Problem requirements:
Reproduce the lines below from the one that contains "Task: locate the small" through the end, inclusive, and add nothing.

(Named object pointing entries)
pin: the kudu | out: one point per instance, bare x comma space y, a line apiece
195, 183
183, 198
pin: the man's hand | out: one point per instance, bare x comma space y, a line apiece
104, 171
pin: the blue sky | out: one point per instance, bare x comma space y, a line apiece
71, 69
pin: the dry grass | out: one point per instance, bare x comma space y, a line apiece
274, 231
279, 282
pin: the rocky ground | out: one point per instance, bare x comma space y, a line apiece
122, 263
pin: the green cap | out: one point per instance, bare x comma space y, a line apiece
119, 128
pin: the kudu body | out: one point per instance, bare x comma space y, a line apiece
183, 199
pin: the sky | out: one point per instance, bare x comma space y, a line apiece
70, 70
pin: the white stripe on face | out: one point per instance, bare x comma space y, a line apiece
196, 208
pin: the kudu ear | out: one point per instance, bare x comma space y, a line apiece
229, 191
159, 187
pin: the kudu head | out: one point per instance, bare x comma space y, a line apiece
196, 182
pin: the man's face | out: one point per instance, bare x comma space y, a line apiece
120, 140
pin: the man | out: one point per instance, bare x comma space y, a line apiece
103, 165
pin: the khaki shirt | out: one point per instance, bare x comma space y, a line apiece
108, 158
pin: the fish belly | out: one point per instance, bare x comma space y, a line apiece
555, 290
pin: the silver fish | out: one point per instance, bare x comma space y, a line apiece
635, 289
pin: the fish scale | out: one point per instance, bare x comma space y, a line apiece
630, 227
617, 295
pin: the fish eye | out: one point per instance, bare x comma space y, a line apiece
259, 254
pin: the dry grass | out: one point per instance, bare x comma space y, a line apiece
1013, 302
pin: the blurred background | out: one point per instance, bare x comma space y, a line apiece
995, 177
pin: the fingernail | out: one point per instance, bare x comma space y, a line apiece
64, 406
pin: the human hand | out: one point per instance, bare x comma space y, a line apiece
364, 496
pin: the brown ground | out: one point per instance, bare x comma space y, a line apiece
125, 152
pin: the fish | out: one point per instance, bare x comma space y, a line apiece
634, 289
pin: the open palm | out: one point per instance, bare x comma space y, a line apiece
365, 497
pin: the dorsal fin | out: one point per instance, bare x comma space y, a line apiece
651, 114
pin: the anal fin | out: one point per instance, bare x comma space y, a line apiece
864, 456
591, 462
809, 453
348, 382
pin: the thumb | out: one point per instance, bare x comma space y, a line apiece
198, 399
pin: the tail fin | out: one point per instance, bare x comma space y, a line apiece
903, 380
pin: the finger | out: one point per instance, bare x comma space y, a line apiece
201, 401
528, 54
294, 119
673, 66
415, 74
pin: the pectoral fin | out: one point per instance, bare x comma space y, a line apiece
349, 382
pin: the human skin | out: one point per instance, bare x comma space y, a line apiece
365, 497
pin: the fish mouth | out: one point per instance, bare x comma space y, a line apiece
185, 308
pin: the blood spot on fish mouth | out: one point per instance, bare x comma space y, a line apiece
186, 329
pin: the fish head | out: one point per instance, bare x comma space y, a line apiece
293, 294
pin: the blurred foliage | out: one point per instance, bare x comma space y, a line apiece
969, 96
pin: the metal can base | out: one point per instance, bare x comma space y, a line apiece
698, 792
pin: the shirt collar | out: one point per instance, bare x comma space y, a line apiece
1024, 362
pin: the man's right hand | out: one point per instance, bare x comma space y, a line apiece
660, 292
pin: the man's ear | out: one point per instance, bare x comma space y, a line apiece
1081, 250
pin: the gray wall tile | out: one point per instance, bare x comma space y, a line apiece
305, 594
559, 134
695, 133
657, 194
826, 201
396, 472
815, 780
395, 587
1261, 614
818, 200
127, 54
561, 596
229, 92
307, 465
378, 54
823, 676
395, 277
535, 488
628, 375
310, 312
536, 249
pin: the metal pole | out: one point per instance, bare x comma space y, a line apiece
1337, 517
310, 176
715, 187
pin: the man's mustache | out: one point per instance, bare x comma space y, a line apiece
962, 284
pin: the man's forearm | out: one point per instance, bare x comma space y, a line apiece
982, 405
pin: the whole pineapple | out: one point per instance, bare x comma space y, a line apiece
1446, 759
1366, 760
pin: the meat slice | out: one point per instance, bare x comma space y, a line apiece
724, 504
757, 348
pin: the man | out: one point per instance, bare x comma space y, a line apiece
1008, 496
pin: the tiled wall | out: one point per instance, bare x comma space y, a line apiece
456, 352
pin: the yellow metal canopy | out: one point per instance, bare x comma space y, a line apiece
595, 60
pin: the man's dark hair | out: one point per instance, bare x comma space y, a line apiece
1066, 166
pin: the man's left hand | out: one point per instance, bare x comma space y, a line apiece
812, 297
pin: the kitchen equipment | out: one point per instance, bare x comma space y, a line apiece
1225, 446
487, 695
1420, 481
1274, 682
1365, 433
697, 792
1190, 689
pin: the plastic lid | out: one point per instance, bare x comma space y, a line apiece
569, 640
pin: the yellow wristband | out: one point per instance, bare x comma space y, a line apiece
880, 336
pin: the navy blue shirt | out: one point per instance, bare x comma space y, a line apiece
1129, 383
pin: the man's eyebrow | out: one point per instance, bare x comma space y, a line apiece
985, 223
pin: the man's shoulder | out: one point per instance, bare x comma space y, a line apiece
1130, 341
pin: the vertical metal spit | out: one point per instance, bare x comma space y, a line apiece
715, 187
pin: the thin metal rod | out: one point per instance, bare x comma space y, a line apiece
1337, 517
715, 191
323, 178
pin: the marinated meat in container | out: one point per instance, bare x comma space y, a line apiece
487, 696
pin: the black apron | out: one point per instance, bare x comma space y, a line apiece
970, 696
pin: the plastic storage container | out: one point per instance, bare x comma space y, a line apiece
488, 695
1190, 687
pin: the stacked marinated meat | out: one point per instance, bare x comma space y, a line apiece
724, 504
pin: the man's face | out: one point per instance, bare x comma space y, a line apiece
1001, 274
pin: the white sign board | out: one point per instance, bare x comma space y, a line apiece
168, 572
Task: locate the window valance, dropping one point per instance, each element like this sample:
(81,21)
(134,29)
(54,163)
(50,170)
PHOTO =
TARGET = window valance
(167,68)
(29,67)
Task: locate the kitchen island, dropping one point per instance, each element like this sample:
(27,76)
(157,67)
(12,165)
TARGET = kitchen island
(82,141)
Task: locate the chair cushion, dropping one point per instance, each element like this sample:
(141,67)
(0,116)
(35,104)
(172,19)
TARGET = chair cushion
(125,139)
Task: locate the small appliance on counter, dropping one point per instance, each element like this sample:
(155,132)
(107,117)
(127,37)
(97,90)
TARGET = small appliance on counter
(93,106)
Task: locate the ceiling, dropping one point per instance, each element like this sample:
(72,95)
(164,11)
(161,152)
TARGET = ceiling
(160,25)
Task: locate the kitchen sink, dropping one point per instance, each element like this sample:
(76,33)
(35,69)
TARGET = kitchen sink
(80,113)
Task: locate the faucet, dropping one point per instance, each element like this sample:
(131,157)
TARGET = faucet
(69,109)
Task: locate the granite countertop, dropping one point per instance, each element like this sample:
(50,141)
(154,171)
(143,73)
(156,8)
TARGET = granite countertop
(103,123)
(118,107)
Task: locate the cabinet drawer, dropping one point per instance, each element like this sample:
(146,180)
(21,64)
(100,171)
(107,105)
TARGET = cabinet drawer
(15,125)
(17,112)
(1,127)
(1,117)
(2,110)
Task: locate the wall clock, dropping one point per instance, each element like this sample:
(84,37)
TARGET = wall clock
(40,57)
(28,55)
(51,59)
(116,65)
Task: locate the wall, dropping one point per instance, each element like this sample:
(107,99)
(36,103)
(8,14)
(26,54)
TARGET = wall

Output for this exercise:
Task: locate the small appliance on counter, dropping one point per instance, each element like this sample:
(155,132)
(107,117)
(127,37)
(97,90)
TARGET = small appliance on counter
(93,106)
Task: locate the ceiling, dropping one point per instance, each element like this sample:
(72,95)
(164,11)
(161,152)
TARGET = ceiling
(160,25)
Task: locate the kitchen sink, dropping one point per instance, each element like this sample:
(76,33)
(35,69)
TARGET = kitchen sink
(80,113)
Task: locate the faucet, dropping one point per instance, each element like this sample:
(131,157)
TARGET = faucet
(69,109)
Task: locate the granite countertop, dropping one point per instance, each element like this sample:
(50,141)
(154,171)
(143,73)
(156,8)
TARGET = granite countertop
(103,123)
(118,107)
Task: locate the cabinet drawer, dropping one point per instance, each element like this sample:
(146,180)
(21,64)
(100,171)
(107,105)
TARGET = cabinet drawer
(15,125)
(17,112)
(1,127)
(1,117)
(2,110)
Task: locate the wall clock, dropping one point per instance, each element like this sample:
(84,37)
TARGET = wall clock
(40,57)
(28,55)
(51,59)
(116,65)
Task: locate the wall, dropping one point per instance, each element like this sample:
(107,99)
(36,103)
(8,14)
(26,54)
TARGET = wall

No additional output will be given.